**Source excerpt**
- - -

Northwestern Media is the Christian radio ministry of the University of Northwestern – St. Paul, an evangelical university in Roseville, Minnesota. Northwestern Media operates two radio networks serving listeners primarily in the Midwestern United States: the Life Network, a contemporary Christian music station, and the Faith Network with Christian talk and teaching programming.

History
Northwestern Schools, as it was then known, entered the broadcasting business with the launch of KTIS-AM-FM in the Twin Cities on February 7, 1949. The construction of KTIS, costing $40,000, was entirely underwritten by the school's students. Its radio ministry soon expanded. On April 1, 1953, it bought KBOK in Waterloo, Iowa and changed its call letters to KNWS. Growth continued with the October 25, 1955, launch of Fargo's KFNW and its 1961 acquisition of KIHO in Sioux Falls, which became KNWC. Northwestern built FM stations in all three cities in 1965 (Fargo's KFNW-FM and Waterloo's KNWS-FM) and 1969 (KNWC-FM in Sioux Falls). Northwestern acquired WRVB-FM in Madison, Wisconsin, in 1973, changing it to WNWC; the college would buy an AM station there in 1997.

In 1983, KDNI in Duluth, Minnesota came to air; it was joined by KDNW, a second frequency, in 1992. Des Moines, Iowa, became part of Northwestern Media's footprint when radio stations KJJC and KLRX were bought out of receivership and became KNWI and KNWM in 2004. KJNW FM in Kansas City was acquired in 2013 from Calvary Bible College.

Station sales
In 2010, citing years of low listener support and the fact that it was subsidized by the rest of the network, Northwestern College closed WSMR in Sarasota, Florida, which it had built in 1996; the station was sold to the University of South Florida for $1.275 million and began broadcasting classical music.

- - -

**Available data**
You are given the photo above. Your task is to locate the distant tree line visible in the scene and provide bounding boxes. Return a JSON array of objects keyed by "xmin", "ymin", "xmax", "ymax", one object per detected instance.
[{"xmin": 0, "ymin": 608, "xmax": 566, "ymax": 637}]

- - -

**What you will do**
[A] In the Northwestern Media passage, who paid for the construction of KTIS?
[B] Does each statement agree with the Northwestern Media passage? Answer yes or no, and quote the deciding words. (i) Northwestern bought KBOK in Waterloo, Iowa, in 1953. (ii) KJNW FM in Kansas City was acquired in 2004. (iii) WSMR was sold to the University of South Florida.
[C] Repeat word for word the part of the Northwestern Media passage starting at "In 1983, KDNI" and ending at "Calvary Bible College.".
Answer using only the Northwestern Media passage, not the lines.

**Answers per task**
[A] The school's students underwrote the entire $40,000 cost.

[B]
(i) Yes: "On April 1, 1953, it bought KBOK in Waterloo, Iowa"
(ii) No: "KJNW FM in Kansas City was acquired in 2013 from Calvary Bible College."
(iii) Yes: "the station was sold to the University of South Florida for $1.275 million"

[C]
In 1983, KDNI in Duluth, Minnesota came to air; it was joined by KDNW, a second frequency, in 1992. Des Moines, Iowa, became part of Northwestern Media's footprint when radio stations KJJC and KLRX were bought out of receivership and became KNWI and KNWM in 2004. KJNW FM in Kansas City was acquired in 2013 from Calvary Bible College.